#### [SOURCE PASSAGE]
[Start]

Séamus Kavanagh

Personal information
- Native name: Séamus Caomhánach (Irish)
- Born: 1973 (age 52–53) Kilmuckridge, County Wexford, Ireland

Sport
- Sport: Hurling
- Position: Goalkeeper

Club
- Years: Club
- Buffers Alley

Club titles
- Wexford titles: 2
- Leinster titles: 1

Inter-county
- Years: County
- 1995-1998: Wexford

Inter-county titles
- Leinster titles: 2
- All-Irelands: 1
- NHL: 0
- All Stars: 0

= Séamus Kavanagh =

Irish hurler

Séamus Kavanagh (born 1973) is an Irish former hurler. At club level, he played with Buffers Alley and at inter-county level was a member of the Wexford senior hurling team.

[End]

#### [SET EXERCISE]
Repeat the part of the Séamus Kavanagh profile that opens with the words containing "Inter-county titles" and closes with "senior hurling team.", keeping it word for word. The data that follows was taken from a separate source.

#### [STORED DATA]
[Start]

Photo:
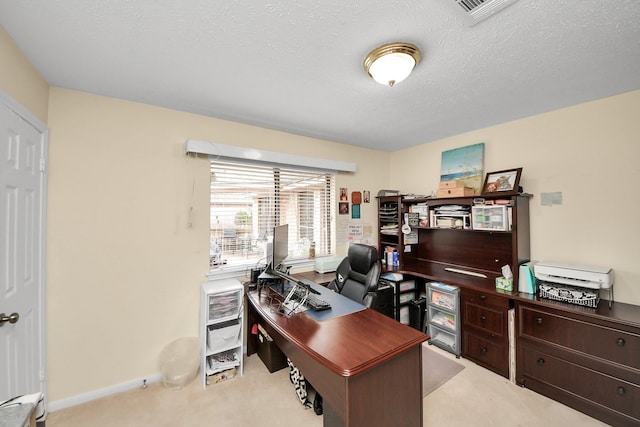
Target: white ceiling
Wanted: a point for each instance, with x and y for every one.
(297, 66)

[End]

#### [FINAL ANSWER]
Inter-county titles
- Leinster titles: 2
- All-Irelands: 1
- NHL: 0
- All Stars: 0

= Séamus Kavanagh =

Irish hurler

Séamus Kavanagh (born 1973) is an Irish former hurler. At club level, he played with Buffers Alley and at inter-county level was a member of the Wexford senior hurling team.